■ Prompt 1 ■
In the Hesperia medical marijuana page excerpt, how many medical marijuana users in the High Desert does Frances Showaker mention?
■ Prompt 2 ■
Reproduce the part of the Hesperia medical marijuana page excerpt that opens with the words containing "Frances Showaker said" and closes with "paying their taxes.".

■ Page excerpt ■

Frances Showaker said that Hesperia had been forward-looking in allowing the 40,000 users of medical marijuana in the High Desert to get access to the drug, and that the city was  “serving sick people. They were serving people with cancer. They were advocating for patients’ rights at that time.”  She said the city’s recent move to prevent more delivery companies from getting up and running amounted to “kind of going backwards.”
Anthony Rhodes told the city council to consider shutting down the operations that have fallen behind on paying their taxes.

■ Data excerpt ■
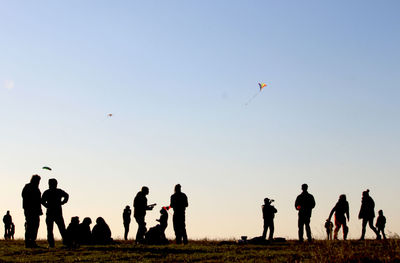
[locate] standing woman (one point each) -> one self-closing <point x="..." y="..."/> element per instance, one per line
<point x="341" y="210"/>
<point x="367" y="214"/>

■ Exercise answer 1 ■
40,000

■ Exercise answer 2 ■
Frances Showaker said that Hesperia had been forward-looking in allowing the 40,000 users of medical marijuana in the High Desert to get access to the drug, and that the city was  “serving sick people. They were serving people with cancer. They were advocating for patients’ rights at that time.”  She said the city’s recent move to prevent more delivery companies from getting up and running amounted to “kind of going backwards.”
Anthony Rhodes told the city council to consider shutting down the operations that have fallen behind on paying their taxes.